## Série de consignes
[A] Recopiez fidèlement le passage de l'extrait sur le règlement P2B situé entre « La règlementation européenne » et « d’intermédiation en ligne. », ces deux passages compris.
[B] Prolongez l'extrait consacré au règlement européen P2B au-delà de sa dernière phrase.

## Extrait fourni
##########

La règlementation européenne régissant les relations entre plateformes et utilisateurs professionnels (P2B) est désormais finalisée. Son application devrait être effective à compter du printemps 2020. Au niveau français, la Charte marketplaces/PMEs appelée de ses vœux par le Secrétaire d’Etat au Numérique et encouragée par le règlement P2B au sein de chaque Etat membre, devrait voir le jour à la fin du mois. On fait le point sur les implications de ces deux dossiers pour les plateformes d’intermédiation en ligne.
Près de 9 mois après la publication par la Commission européenne de sa proposition de règlement sur l’équité et la transparence pour les utilisateurs professionnels des services d’intermédiation en ligne, le Parlement, le Conseil et la Commission ont confronté leurs positions respectives dans le cadre d’un trilogue et ont abouti à un accord le 13 février 2019. L’adoption formelle devrait intervenir d’ici les élections européennes de mai et la mise en application prendra effet 12 mois après (soit courant avril/mai 2020).

##########

## Données fournies
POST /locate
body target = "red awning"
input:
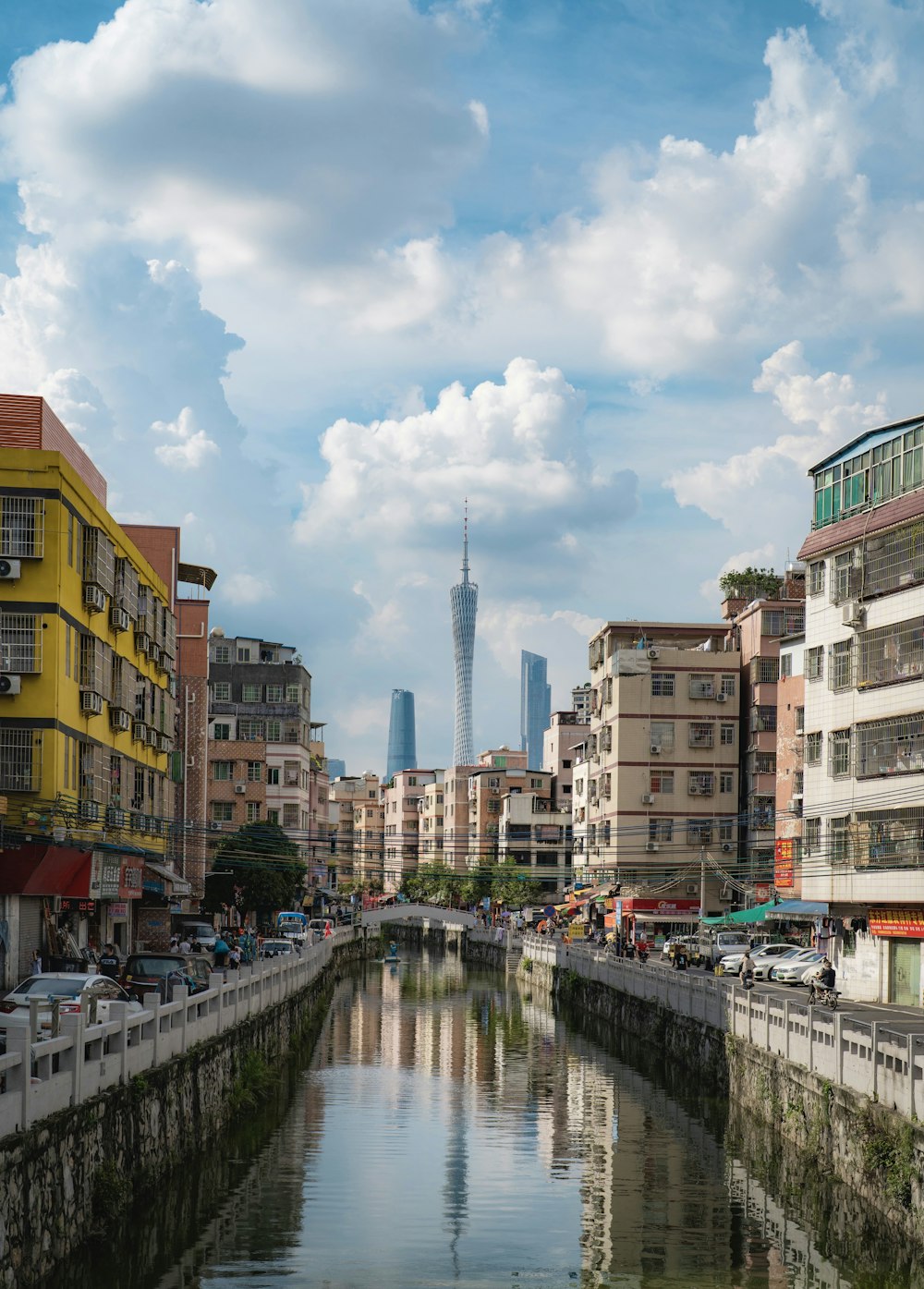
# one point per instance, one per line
(45, 870)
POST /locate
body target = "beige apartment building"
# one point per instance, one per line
(660, 776)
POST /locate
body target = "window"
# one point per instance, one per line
(702, 686)
(815, 663)
(701, 734)
(663, 735)
(839, 669)
(816, 578)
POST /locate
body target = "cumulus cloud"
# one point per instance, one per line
(192, 446)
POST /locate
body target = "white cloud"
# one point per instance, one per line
(192, 447)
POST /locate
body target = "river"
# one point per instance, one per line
(451, 1131)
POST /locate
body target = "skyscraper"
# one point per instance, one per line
(535, 707)
(464, 602)
(402, 741)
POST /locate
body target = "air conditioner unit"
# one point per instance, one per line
(94, 598)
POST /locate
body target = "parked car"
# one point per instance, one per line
(731, 963)
(277, 949)
(149, 973)
(792, 971)
(75, 991)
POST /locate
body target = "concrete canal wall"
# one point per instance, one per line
(816, 1125)
(71, 1174)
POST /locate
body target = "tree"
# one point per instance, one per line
(264, 867)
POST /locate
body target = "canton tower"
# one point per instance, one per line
(464, 602)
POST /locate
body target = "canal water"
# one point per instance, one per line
(453, 1131)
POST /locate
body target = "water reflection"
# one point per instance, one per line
(453, 1132)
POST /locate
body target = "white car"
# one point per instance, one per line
(792, 971)
(731, 963)
(75, 991)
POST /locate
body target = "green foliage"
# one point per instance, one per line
(750, 584)
(263, 869)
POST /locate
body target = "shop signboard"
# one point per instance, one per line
(897, 923)
(784, 864)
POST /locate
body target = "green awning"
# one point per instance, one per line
(744, 917)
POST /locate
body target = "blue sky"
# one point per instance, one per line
(303, 276)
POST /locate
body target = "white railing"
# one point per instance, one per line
(865, 1056)
(38, 1079)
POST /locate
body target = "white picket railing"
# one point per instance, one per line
(865, 1056)
(52, 1074)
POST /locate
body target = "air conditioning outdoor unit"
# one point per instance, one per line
(94, 598)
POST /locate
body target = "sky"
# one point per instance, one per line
(306, 276)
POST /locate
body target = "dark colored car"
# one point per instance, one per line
(149, 973)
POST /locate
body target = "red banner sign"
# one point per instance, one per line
(784, 864)
(898, 923)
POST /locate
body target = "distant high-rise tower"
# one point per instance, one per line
(464, 601)
(535, 707)
(402, 741)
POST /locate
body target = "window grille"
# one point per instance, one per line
(98, 560)
(19, 760)
(841, 665)
(701, 686)
(894, 747)
(19, 643)
(22, 528)
(839, 753)
(701, 734)
(894, 653)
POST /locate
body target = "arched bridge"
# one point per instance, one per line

##########

## Corrigé de l'exercice
[A]
La règlementation européenne régissant les relations entre plateformes et utilisateurs professionnels (P2B) est désormais finalisée. Son application devrait être effective à compter du printemps 2020. Au niveau français, la Charte marketplaces/PMEs appelée de ses vœux par le Secrétaire d’Etat au Numérique et encouragée par le règlement P2B au sein de chaque Etat membre, devrait voir le jour à la fin du mois. On fait le point sur les implications de ces deux dossiers pour les plateformes d’intermédiation en ligne.

[B]
Il s’agit du premier texte réglementaire européen axé sur les plateformes en ligne. De manière générale, la Fevad se félicite d’un retour à un contenu du texte plus équilibré, malgré les tentatives du Parlement européen de durcir les obligations vis-à-vis de ces acteurs. Le texte étant désormais stabilisé, cet article a pour objet de vous en détailler les principales dispositions décidées, en écho à la présentation précédemment dressée par la Fevad de la proposition initiale (Projet de règlement sur les relations entre plateformes et utilisateurs professionnels)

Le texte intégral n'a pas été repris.